Aim of the exercise — Pictures aside, each record should be reproduced exactly.

Listed records —
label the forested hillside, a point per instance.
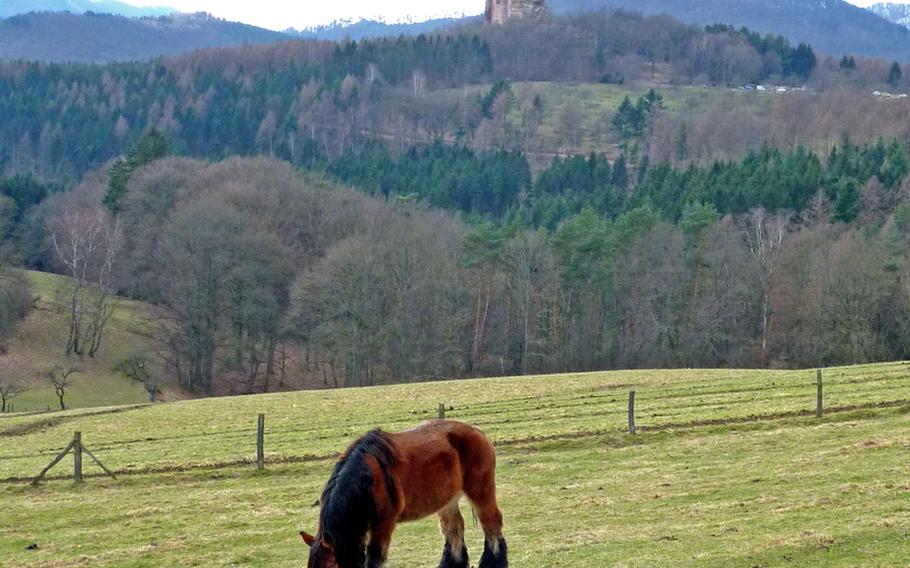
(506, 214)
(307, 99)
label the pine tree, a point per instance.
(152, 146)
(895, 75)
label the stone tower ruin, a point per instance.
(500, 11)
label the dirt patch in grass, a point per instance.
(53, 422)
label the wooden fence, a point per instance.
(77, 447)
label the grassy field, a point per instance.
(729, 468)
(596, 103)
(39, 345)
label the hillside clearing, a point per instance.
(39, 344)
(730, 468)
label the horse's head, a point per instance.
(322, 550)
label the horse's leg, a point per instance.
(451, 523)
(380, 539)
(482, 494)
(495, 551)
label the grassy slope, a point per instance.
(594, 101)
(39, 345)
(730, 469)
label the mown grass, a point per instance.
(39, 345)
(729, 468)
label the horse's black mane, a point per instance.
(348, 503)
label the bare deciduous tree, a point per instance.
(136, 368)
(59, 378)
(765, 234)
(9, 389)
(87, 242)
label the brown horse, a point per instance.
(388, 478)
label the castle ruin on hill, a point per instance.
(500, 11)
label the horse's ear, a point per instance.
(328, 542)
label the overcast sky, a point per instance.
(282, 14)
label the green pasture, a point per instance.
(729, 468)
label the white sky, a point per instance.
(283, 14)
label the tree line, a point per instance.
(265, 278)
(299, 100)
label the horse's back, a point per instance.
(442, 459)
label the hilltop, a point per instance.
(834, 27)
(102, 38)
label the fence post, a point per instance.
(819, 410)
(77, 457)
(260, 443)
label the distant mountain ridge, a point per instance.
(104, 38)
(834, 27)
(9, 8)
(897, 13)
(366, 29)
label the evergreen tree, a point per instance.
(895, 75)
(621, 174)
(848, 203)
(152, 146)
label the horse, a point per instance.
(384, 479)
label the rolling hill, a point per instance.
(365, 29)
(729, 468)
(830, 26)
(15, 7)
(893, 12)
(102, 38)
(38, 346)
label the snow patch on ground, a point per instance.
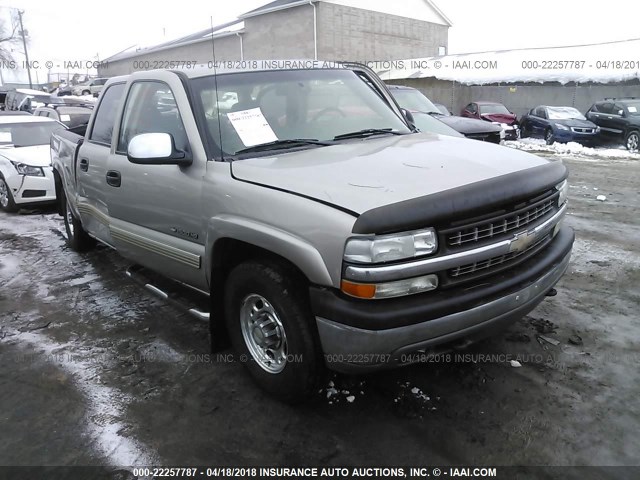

Answer to this task —
label the forested hillside, a point per instance.
(506, 214)
(307, 99)
label the pine tree, a point per instance.
(152, 146)
(895, 75)
label the stone tower ruin, a point per instance.
(500, 11)
label the dirt patch in grass, a point per instance.
(53, 422)
label the wooden fence, a point per instance.
(77, 447)
label the grassy field, a point per instance.
(729, 468)
(596, 103)
(39, 345)
label the hillside clearing, a point per instance.
(39, 344)
(730, 468)
label the horse's head, a point per instance.
(322, 550)
label the horse's leg, a point per instance.
(451, 523)
(380, 539)
(482, 494)
(495, 551)
label the grassy slope, a point per instance.
(594, 101)
(39, 345)
(730, 469)
label the mown grass, a point per instance.
(39, 345)
(729, 468)
label the horse's black mane, a point per instance.
(348, 503)
label the bare deciduous tree, a point per instance.
(136, 368)
(59, 378)
(765, 234)
(9, 389)
(87, 242)
label the brown horse, a point per instance.
(388, 478)
label the castle ruin on hill, a point per instance.
(500, 11)
label the horse's ear, a point per instance.
(328, 542)
label the overcast sky, a point per instance.
(282, 14)
label the green pasture, a point per instance.
(729, 468)
label the white sky, a point per instance.
(283, 14)
label the tree line, a point per instance.
(265, 278)
(299, 100)
label the horse's back, a point per instance.
(442, 459)
label the hilltop, a point per instance.
(834, 27)
(102, 38)
label the fence post, a point per instance.
(819, 410)
(77, 457)
(260, 443)
label the distant mountain ridge, a point per instance.
(104, 38)
(834, 27)
(9, 8)
(897, 13)
(366, 29)
label the evergreen tree, a point per instance.
(895, 75)
(621, 174)
(848, 203)
(152, 146)
label the horse, a point per instance.
(384, 479)
label the rolling hill, a point per instance.
(365, 29)
(729, 468)
(830, 26)
(15, 7)
(893, 12)
(102, 38)
(38, 346)
label the snow patch on ground, a point per instance.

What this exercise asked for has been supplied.